§ **DOCUMENT TEXT**:
•••

## handling units for ASPECT output 

The ASPECT notebooks in this repository have not yet touched on units. So in this notebook, we outline a general methodology for handling units and ASPECT data with an emphasis on user configuration. 

The general approach is to use a default mapping of fieldnames to units that the user can override with a configuration json that they create in the directory containing the `vtu` output. 

Some notes and thoughts on ASPECT output:

* The `vtu` files output by ASPECT contain fieldnames, but no information on units. 
* Many of the fields output by ASPECT have standard units (e.g., `T` has units of `K`) but many ASPECT C++ plugins introduce new fields, so any attempt to make a comprehensive list will soon be outdated. 
* All ASPECT calculations are done in the MKS system of units, but the units for time can be output in `s` or `Myrs`.
* ASPECT users should be able to easily load existing output, so rather than considering a modification of the ASPECT write routines to include metadata for units, we focus on how to load ASPECT output as it is now.

•••

§ **DATA SUPPLIED**:
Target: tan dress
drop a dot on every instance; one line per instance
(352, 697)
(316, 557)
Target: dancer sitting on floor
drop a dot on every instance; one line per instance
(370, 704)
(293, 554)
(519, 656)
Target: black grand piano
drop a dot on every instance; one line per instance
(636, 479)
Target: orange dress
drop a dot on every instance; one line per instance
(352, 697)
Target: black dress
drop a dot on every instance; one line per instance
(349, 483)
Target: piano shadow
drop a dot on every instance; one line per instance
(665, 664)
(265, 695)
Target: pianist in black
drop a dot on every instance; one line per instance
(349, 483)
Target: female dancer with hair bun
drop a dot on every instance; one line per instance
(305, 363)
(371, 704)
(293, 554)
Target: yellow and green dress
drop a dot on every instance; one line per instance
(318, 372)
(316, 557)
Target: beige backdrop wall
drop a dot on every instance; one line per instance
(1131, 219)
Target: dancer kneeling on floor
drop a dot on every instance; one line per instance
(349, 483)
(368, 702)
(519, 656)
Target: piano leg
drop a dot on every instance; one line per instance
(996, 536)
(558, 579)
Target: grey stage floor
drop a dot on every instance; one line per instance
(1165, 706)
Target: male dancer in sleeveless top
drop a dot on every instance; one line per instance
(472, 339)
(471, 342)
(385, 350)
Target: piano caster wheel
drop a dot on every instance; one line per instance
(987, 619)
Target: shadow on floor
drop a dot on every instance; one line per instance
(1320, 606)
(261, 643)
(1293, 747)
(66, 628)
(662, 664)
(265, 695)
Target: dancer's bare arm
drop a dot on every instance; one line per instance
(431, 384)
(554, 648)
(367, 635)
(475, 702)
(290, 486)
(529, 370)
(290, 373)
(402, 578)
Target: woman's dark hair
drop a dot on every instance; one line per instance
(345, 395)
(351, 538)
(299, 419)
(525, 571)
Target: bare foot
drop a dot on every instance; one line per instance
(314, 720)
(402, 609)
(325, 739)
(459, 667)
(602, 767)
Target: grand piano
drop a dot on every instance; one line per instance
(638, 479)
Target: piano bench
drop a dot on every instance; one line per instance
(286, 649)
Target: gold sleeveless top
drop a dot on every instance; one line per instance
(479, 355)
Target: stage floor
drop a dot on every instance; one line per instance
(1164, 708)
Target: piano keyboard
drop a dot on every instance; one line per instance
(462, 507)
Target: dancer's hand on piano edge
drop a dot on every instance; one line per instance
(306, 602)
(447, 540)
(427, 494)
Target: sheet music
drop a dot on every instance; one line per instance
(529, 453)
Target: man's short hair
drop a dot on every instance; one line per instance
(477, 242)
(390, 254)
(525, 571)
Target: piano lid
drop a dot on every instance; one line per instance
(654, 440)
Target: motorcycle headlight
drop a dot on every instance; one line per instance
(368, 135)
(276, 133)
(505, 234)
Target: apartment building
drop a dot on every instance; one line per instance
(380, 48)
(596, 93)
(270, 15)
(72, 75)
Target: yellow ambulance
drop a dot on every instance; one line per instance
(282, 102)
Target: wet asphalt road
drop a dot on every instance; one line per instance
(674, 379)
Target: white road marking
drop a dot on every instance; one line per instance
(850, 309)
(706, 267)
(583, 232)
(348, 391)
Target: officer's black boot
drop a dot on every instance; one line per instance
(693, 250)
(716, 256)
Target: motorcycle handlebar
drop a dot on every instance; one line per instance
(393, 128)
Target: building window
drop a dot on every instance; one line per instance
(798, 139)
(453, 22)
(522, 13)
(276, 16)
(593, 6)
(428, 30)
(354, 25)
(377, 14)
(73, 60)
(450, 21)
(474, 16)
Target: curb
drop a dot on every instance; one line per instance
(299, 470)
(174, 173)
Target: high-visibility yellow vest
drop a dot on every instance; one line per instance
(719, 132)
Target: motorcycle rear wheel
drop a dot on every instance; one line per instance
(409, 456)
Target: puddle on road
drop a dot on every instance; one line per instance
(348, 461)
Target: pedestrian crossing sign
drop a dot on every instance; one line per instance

•••

§ **WORK TO COMPLETE**:
1) In the text on handling ASPECT units, rewrite the paragraph beginning "The general approach is to use" more briefly, keeping its main facts.
2) Reproduce the records verbatim, everything from the line containing "Target: curb" down to the end of the records.

§ **RESPONSES IN ORDER**:
1) Field names are mapped to units by default, and users can override this mapping with their own configuration JSON placed in the directory that holds the `vtu` output.

2)
Target: curb
drop a dot on every instance; one line per instance
(299, 470)
(174, 173)
Target: high-visibility yellow vest
drop a dot on every instance; one line per instance
(719, 132)
Target: motorcycle rear wheel
drop a dot on every instance; one line per instance
(409, 456)
Target: puddle on road
drop a dot on every instance; one line per instance
(348, 461)
Target: pedestrian crossing sign
drop a dot on every instance; one line per instance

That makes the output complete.